Image outline annotation data:
···

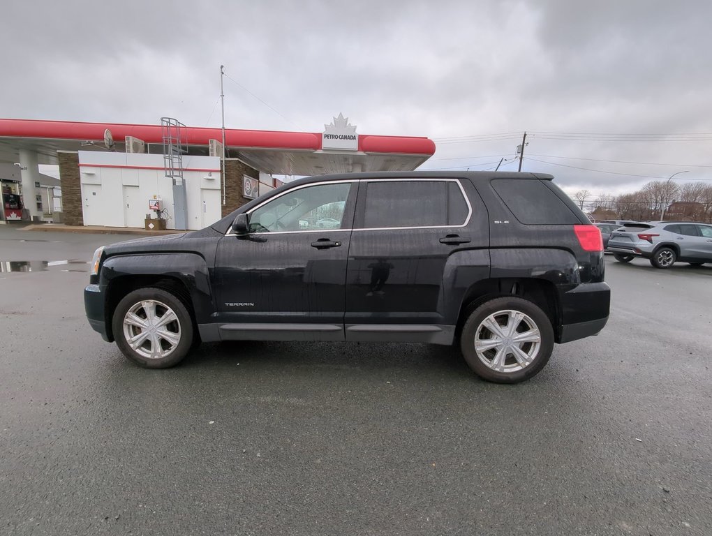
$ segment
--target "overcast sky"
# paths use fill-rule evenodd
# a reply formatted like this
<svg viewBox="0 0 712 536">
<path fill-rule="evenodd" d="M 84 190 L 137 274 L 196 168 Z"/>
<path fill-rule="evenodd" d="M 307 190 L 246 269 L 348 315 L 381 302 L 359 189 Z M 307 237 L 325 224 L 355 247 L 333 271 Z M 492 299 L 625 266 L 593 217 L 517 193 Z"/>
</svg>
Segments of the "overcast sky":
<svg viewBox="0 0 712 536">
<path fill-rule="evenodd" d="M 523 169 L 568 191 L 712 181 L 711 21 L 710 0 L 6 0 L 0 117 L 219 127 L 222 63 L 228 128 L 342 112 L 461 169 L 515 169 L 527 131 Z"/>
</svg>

···

■ WHAT IS REQUIRED ■
Copy every line of the data above verbatim, leaving out the pictures.

■ RIGHT ANSWER ■
$ segment
--target "overcast sky"
# paths use fill-rule evenodd
# a reply formatted like this
<svg viewBox="0 0 712 536">
<path fill-rule="evenodd" d="M 84 190 L 137 274 L 196 168 Z"/>
<path fill-rule="evenodd" d="M 307 190 L 246 269 L 348 315 L 381 302 L 359 189 Z M 307 237 L 325 224 L 355 247 L 333 271 Z M 492 299 L 625 266 L 593 217 L 517 193 Z"/>
</svg>
Segments of the "overcast sky":
<svg viewBox="0 0 712 536">
<path fill-rule="evenodd" d="M 523 169 L 568 191 L 712 181 L 711 21 L 710 0 L 6 0 L 0 117 L 219 127 L 222 63 L 228 128 L 342 112 L 461 169 L 515 169 L 527 131 Z"/>
</svg>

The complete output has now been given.